━━ DATA TO PROCESS ━━

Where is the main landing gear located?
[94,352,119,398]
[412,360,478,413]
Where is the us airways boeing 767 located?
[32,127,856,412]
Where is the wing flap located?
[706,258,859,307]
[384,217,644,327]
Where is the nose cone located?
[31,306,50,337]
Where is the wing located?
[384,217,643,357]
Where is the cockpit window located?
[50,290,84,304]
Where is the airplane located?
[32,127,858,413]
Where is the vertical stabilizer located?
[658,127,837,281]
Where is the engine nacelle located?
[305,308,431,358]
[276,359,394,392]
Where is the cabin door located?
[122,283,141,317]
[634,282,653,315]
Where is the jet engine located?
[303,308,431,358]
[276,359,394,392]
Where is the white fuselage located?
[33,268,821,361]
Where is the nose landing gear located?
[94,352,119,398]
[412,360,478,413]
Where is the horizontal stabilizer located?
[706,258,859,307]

━━━

▸ INSTRUCTION
Put each line of the material above into a Markdown table with two columns, Row and Line, numbering the rows in order and omitting blank lines.

▸ COMPLETE OUTPUT
| Row | Line |
|---|---|
| 1 | Where is the main landing gear located? |
| 2 | [94,352,119,398] |
| 3 | [412,360,478,413] |
| 4 | Where is the us airways boeing 767 located? |
| 5 | [32,127,856,412] |
| 6 | Where is the wing flap located? |
| 7 | [706,258,859,307] |
| 8 | [384,217,644,327] |
| 9 | Where is the nose cone located? |
| 10 | [31,306,50,337] |
| 11 | Where is the wing located? |
| 12 | [384,217,643,357] |
| 13 | Where is the cockpit window located? |
| 14 | [50,290,84,304] |
| 15 | Where is the airplane located? |
| 16 | [32,127,858,413] |
| 17 | Where is the vertical stabilizer located? |
| 18 | [658,127,837,281] |
| 19 | Where is the engine nacelle located? |
| 20 | [305,308,431,358] |
| 21 | [276,359,394,392] |
| 22 | Where is the cabin door located? |
| 23 | [122,283,141,317] |
| 24 | [634,282,653,315] |
| 25 | Where is the jet engine located? |
| 26 | [303,308,431,358] |
| 27 | [276,359,394,392] |
| 28 | Where is the white fuselage located? |
| 29 | [33,268,821,361] |
| 30 | Where is the nose landing gear located? |
| 31 | [94,352,119,398] |
| 32 | [412,360,478,413] |
| 33 | Where is the horizontal stabilizer located? |
| 34 | [706,258,859,307] |